Rewrite the data below as a numbered list, one line per item, leaving out any blank lines.

+--

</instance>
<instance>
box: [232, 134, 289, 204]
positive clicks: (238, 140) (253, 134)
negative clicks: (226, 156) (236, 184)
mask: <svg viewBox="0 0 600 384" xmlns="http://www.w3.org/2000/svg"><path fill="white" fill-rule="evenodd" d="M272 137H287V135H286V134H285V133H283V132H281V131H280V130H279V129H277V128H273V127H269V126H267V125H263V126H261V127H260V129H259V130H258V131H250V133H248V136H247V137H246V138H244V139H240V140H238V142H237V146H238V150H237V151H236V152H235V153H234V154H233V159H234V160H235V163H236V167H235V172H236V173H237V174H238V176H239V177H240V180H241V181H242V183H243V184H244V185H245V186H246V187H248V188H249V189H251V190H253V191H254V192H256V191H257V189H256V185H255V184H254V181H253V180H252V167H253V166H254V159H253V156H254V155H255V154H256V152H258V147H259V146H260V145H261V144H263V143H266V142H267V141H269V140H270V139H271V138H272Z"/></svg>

+--

**Task result**
1. </instance>
2. <instance>
3. box: [232, 134, 289, 204]
4. positive clicks: (238, 140) (253, 134)
5. negative clicks: (226, 156) (236, 184)
6. mask: <svg viewBox="0 0 600 384" xmlns="http://www.w3.org/2000/svg"><path fill="white" fill-rule="evenodd" d="M272 137H287V135H286V134H285V133H283V132H281V131H280V130H279V129H277V128H273V127H269V126H267V125H263V126H261V127H260V129H259V130H258V131H250V133H248V136H247V137H246V138H244V139H240V140H238V142H237V146H238V150H237V151H236V152H235V153H234V154H233V159H234V160H235V163H236V167H235V172H236V173H237V174H238V176H239V177H240V180H241V181H242V183H243V184H244V185H245V186H246V187H248V188H249V189H251V190H253V191H254V192H256V191H257V189H256V185H255V184H254V181H253V180H252V167H253V166H254V159H253V156H254V155H255V154H256V152H258V147H259V146H260V145H261V144H263V143H266V142H267V141H269V140H270V139H271V138H272Z"/></svg>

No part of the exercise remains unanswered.